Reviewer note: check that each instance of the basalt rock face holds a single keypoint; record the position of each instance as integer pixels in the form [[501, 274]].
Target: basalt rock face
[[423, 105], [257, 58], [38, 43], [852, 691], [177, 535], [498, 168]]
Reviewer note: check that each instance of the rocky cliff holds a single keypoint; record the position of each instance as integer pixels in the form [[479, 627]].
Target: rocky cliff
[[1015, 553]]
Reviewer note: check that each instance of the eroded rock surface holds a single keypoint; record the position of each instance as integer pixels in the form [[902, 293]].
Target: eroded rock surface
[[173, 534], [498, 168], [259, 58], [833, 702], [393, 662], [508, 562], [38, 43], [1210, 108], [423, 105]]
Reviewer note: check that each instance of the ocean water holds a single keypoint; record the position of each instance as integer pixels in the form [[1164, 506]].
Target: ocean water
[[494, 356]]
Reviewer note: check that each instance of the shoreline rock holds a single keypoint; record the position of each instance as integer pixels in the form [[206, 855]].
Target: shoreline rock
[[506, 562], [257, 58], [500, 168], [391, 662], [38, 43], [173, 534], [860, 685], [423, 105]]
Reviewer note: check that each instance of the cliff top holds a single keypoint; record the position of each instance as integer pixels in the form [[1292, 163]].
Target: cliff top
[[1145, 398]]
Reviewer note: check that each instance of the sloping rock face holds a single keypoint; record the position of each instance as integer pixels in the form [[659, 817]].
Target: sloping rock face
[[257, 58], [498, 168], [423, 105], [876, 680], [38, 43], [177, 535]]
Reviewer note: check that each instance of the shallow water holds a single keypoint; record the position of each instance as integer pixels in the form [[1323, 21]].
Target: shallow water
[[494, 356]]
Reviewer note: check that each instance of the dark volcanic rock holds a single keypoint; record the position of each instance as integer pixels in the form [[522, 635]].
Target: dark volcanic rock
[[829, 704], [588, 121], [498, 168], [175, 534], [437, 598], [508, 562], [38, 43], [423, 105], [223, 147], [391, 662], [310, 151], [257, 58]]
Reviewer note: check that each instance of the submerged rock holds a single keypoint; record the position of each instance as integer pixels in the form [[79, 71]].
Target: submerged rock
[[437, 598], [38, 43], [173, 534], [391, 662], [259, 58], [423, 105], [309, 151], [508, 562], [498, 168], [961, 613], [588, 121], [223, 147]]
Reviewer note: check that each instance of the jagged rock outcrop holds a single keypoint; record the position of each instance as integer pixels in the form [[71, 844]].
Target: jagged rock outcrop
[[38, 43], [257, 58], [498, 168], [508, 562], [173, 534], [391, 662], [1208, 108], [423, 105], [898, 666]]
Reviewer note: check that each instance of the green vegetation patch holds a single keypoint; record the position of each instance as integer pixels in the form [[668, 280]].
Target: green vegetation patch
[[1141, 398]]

## [Exercise brief]
Each line above must be output exactly as it stands.

## [Written reply]
Reviewer note: check that each instance of the basalt rock face holds a single keypoint; record the position of each instance as integer pixels in the form [[501, 274]].
Target: basalt rock face
[[423, 105], [257, 58], [38, 43], [852, 691], [177, 535], [498, 168]]
Reviewer note: check that each instance of the rocky cliff holds a single keypoint; record the position of each instance as integer pixels in the form [[479, 627]].
Target: rocky cliff
[[1015, 553]]
Reviewer note: check that each instance of the eroded rock surface holds a single keypoint; record the position of each instance as integer pixels in the form [[902, 293]].
Target: eroded rock surface
[[173, 534], [498, 168], [259, 58], [833, 702], [393, 662], [508, 562], [38, 43], [1210, 108], [423, 105]]
Reviewer note: check that each instance of the ocean water holds a single keypoint; record the position of each instance as integer pixels in the form [[1164, 506]].
Target: ocean water
[[494, 356]]
Reviewer note: check that each instance of the shoreline rock holds a single keypoint; record the position of each instance as integer pixels in the form [[206, 855]].
Target: shoreline rock
[[506, 562], [257, 58], [500, 168], [391, 662], [38, 43], [173, 534], [860, 685], [423, 105]]
Reviewer note: check that each instance of the cliff top holds a single keypoint; record the position of each instance as integer pixels in the form [[1292, 163]].
Target: cliff top
[[1145, 398]]
Reviewer note: check that each instance of the sloping rock face holds a single keypoint; record the position of each instance as integer pixels in the form [[659, 817]].
Target: sloping rock face
[[257, 58], [498, 168], [423, 105], [876, 680], [38, 43], [177, 535]]
Reviewer note: check that each instance of the shallow water holds a single keypoint; record the position of each instance as integer pixels in the form [[1323, 21]].
Target: shallow water
[[494, 356]]
Reviewer note: check that each instance of the dark volcanic rock holds a single keypoint; record the position of each instance as integer pixels in the form [[522, 635]].
Target: dark volcanic rock
[[829, 704], [588, 121], [498, 168], [175, 534], [437, 598], [508, 562], [38, 43], [423, 105], [223, 147], [391, 662], [310, 151], [257, 58]]
Reviewer note: check that each instance of the submerged rock holds a single keypoint; record the position of each instance as integer pixels in the form [[79, 71]].
Target: submerged rock
[[437, 598], [38, 43], [173, 534], [391, 662], [259, 58], [423, 105], [309, 151], [508, 562], [498, 168], [961, 613], [588, 121], [223, 147]]
Reviewer note: check that each instance of the jagged rock outcrop holds a single keypoint; record the position of each instance as integer pixels in the form [[71, 844]].
Target: jagged rock outcrop
[[38, 43], [257, 58], [498, 168], [508, 562], [173, 534], [391, 662], [1208, 108], [423, 105], [898, 666]]
Reviewer note: check that each instance of the green vegetation patch holds a single keypoint; record the position of each instance as integer pixels in the form [[668, 280]].
Target: green vegetation patch
[[1141, 398]]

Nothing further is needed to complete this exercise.